**Input for this task**

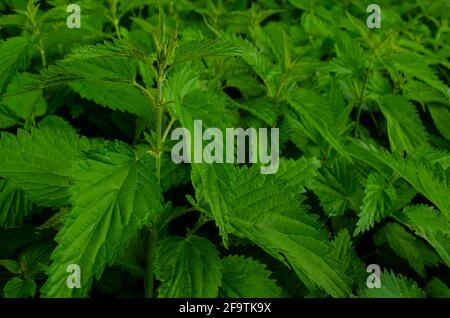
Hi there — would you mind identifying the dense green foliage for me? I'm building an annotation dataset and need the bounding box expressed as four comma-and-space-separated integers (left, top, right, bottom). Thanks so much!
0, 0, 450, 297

--

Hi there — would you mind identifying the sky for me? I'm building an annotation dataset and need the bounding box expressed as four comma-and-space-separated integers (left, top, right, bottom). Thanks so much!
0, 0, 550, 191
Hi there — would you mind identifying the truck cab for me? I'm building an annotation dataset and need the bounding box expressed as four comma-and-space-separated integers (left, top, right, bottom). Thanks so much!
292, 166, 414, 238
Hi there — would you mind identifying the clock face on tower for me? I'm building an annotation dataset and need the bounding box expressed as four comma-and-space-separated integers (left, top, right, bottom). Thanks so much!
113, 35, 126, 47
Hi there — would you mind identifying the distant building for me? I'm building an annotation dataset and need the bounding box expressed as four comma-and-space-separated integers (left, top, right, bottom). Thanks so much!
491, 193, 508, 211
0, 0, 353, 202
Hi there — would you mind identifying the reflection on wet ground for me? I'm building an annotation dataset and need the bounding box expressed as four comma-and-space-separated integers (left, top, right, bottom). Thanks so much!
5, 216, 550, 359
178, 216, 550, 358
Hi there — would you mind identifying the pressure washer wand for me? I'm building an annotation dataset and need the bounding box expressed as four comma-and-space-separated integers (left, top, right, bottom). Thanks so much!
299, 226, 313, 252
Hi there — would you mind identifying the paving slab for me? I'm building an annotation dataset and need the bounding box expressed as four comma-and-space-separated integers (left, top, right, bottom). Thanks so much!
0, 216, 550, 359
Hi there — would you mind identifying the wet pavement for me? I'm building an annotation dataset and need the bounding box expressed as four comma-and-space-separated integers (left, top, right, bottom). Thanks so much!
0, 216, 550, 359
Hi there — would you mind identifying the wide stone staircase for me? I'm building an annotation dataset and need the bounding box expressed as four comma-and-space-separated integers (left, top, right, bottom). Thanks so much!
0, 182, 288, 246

**Stated goal**
Edit the records from the line with "Hi there — would you mind identifying the truck" to the line with "0, 182, 288, 246", changing "annotation dataset" to "labeled dataset" and keeping everything else the same. Return only those lines.

**Task response**
Hi there — would you mind identifying the truck cab for me? I'm building an labeled dataset and need the bounding box expressed as four comma-and-space-separated integers (left, top, right, bottom). Thanks so much!
292, 166, 414, 238
Hi there — would you mind identifying the clock face on tower for me? I'm building an labeled dataset and need the bounding box expressed as four comma-and-space-separated integers (left, top, right, bottom). Thanks so much!
113, 35, 126, 47
Hi there — would you mind identifying the distant building for me? I'm building an labeled dataset and need the bounding box expressed as four comma-and-space-separated integers (left, top, right, bottom). Thanks so much!
491, 193, 508, 211
0, 0, 353, 202
Hi there — would you mind identifying the reflection on wet ground for me? I'm building an labeled dataset and need the bounding box expressed as four comma-and-space-separated integers (left, top, right, bottom). Thanks so much!
5, 216, 550, 359
178, 216, 550, 358
Hi there — would you mind identifying the pressure washer wand for me? I'm building an labeled dataset and need the bounding box expressed as four comma-and-space-separated integers (left, top, right, bottom). Thanks so much!
299, 226, 313, 252
Hi there — would you mind identifying the paving slab for me? I'm building an labeled dataset and need the bounding box expressed as four comma-and-space-separated integers (left, top, right, bottom). Thanks so much!
0, 216, 550, 359
Hi there — would you mind identifying the wet pavement for me? I'm building an labeled dataset and need the bounding box expressed as four comma-and-space-separated integers (left, top, right, bottom). Thanks so much!
0, 216, 550, 359
Hi there — would you mind identifying the wide stone staircase for me? I'm building an labeled dataset and need the bounding box expressed as four comma-and-space-separated integers (left, top, right, bottom). Thanks so much!
0, 182, 288, 246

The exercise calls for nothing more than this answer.